● The task
Transcribe the listing below word for word.

● Material supplied
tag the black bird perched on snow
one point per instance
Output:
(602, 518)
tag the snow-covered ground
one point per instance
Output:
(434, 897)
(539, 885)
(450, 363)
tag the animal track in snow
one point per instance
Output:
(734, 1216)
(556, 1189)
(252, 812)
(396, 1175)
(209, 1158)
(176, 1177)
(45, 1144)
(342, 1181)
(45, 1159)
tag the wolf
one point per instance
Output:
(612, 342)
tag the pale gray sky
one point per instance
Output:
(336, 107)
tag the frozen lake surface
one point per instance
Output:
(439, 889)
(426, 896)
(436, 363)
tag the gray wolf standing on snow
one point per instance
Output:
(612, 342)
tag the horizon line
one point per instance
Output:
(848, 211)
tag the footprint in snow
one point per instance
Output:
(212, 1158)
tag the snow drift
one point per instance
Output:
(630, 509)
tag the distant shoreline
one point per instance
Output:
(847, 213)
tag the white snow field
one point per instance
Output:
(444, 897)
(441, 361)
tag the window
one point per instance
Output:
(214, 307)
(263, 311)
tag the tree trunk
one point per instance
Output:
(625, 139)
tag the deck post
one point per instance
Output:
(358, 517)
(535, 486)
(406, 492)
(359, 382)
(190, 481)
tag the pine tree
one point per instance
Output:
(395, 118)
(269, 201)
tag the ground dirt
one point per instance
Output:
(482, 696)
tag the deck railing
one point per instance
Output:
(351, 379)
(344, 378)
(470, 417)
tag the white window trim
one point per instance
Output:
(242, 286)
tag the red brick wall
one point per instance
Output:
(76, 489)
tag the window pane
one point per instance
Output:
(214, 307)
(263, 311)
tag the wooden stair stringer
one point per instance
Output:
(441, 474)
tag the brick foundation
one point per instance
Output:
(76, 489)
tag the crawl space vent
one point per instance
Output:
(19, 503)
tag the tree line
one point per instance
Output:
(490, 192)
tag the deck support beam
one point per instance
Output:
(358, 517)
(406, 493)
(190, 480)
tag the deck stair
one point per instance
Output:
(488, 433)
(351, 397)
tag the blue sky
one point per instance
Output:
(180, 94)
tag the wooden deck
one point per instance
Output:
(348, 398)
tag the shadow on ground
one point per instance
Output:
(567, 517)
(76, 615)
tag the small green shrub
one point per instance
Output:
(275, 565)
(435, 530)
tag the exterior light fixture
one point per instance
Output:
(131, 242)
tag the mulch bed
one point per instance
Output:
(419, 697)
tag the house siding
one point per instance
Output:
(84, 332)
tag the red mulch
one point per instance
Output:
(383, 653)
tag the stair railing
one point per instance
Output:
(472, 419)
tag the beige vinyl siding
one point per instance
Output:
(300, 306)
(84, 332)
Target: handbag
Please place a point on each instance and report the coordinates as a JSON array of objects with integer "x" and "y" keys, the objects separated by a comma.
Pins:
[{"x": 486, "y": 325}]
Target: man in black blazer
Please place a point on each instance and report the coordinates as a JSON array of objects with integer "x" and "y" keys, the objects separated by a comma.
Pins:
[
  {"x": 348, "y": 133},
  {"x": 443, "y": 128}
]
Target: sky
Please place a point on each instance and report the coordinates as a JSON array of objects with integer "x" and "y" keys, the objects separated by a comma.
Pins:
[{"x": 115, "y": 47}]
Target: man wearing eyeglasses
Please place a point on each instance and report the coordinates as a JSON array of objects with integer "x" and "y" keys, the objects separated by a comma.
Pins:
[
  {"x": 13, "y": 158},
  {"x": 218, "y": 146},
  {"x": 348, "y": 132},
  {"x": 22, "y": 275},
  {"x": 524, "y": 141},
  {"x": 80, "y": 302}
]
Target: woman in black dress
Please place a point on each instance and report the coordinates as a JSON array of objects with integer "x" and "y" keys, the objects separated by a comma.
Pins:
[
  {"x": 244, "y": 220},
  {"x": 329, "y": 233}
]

● Written response
tag the black bird perched on snow
one point per instance
Output:
(602, 518)
tag the snow-covered ground
one point per instance
Output:
(434, 897)
(539, 885)
(450, 363)
tag the animal track in snow
one point per instance
Output:
(734, 1216)
(556, 1189)
(252, 812)
(396, 1175)
(209, 1158)
(176, 1177)
(45, 1144)
(342, 1181)
(45, 1159)
tag the wolf
one point per instance
Output:
(612, 342)
tag the pale gray sky
one point per instance
Output:
(336, 107)
tag the frozen lake surface
one point per instance
Output:
(439, 889)
(426, 896)
(436, 363)
tag the gray wolf standing on snow
one point per instance
Output:
(612, 342)
tag the horizon line
one point per instance
Output:
(848, 211)
tag the footprint in snow
one point per instance
Output:
(212, 1158)
tag the snow drift
one point per instance
Output:
(630, 509)
tag the distant shoreline
one point per instance
Output:
(847, 213)
tag the white snow field
one point per instance
Output:
(444, 897)
(441, 361)
tag the window
one point per instance
Output:
(214, 307)
(263, 311)
tag the tree trunk
one point per instance
Output:
(625, 139)
tag the deck post
one point per instance
Output:
(358, 517)
(535, 486)
(406, 492)
(359, 382)
(190, 481)
tag the pine tree
one point per instance
Output:
(395, 118)
(269, 201)
tag the ground dirt
one point per instance
Output:
(482, 696)
tag the deck railing
one point per instance
Output:
(351, 379)
(344, 378)
(470, 417)
tag the white window trim
one point per instance
Output:
(242, 286)
tag the red brick wall
one point per instance
Output:
(76, 489)
tag the window pane
one point per instance
Output:
(214, 307)
(263, 311)
tag the wooden stair stringer
one point per instance
Output:
(441, 474)
tag the brick foundation
one point per instance
Output:
(76, 489)
tag the crawl space vent
one point per instance
Output:
(19, 503)
tag the tree line
one point per instance
Output:
(490, 192)
tag the deck support beam
one point per instance
Output:
(358, 517)
(406, 493)
(190, 480)
tag the deck stair
one point per instance
Output:
(488, 433)
(351, 397)
tag the blue sky
one point per instance
Output:
(180, 94)
tag the wooden deck
one point per instance
Output:
(348, 398)
tag the shadow on ground
one point per instance
Output:
(567, 517)
(76, 615)
tag the small green shrub
one point per instance
Output:
(275, 565)
(435, 530)
tag the exterior light fixture
one point per instance
Output:
(131, 242)
tag the mulch bed
one point per instance
Output:
(419, 697)
tag the house siding
one point per instance
Output:
(84, 332)
tag the red mulch
one point per instance
Output:
(383, 653)
tag the stair railing
one point per instance
Output:
(472, 419)
tag the beige vinyl siding
one point per instance
Output:
(300, 306)
(84, 332)
Target: handbag
Please place a point on each instance and report the coordinates as a JSON array of objects with integer "x" and "y" keys, the objects separated by a comma.
Pins:
[{"x": 486, "y": 325}]
Target: man in black blazer
Please place a point on each instance and report the coordinates as a JSON array of objects with integer "x" and "y" keys, the objects separated by a comma.
Pins:
[
  {"x": 348, "y": 133},
  {"x": 443, "y": 128}
]
Target: sky
Please place a point on each instance and report the coordinates as a JSON array of objects with integer "x" and "y" keys, the objects separated by a comma.
Pins:
[{"x": 115, "y": 47}]
Target: man wearing eyeglasses
Please place a point on each instance and report the coordinates as a JSON array of objects with integer "x" and "y" keys, the objects separated by a comma.
Pins:
[
  {"x": 13, "y": 158},
  {"x": 218, "y": 146},
  {"x": 348, "y": 132},
  {"x": 22, "y": 275},
  {"x": 524, "y": 141},
  {"x": 80, "y": 302}
]
Target: woman in black dress
Please place a point on each instance and report the coordinates as a JSON array of objects with integer "x" and "y" keys, the objects separated by a comma.
Pins:
[
  {"x": 244, "y": 220},
  {"x": 329, "y": 233}
]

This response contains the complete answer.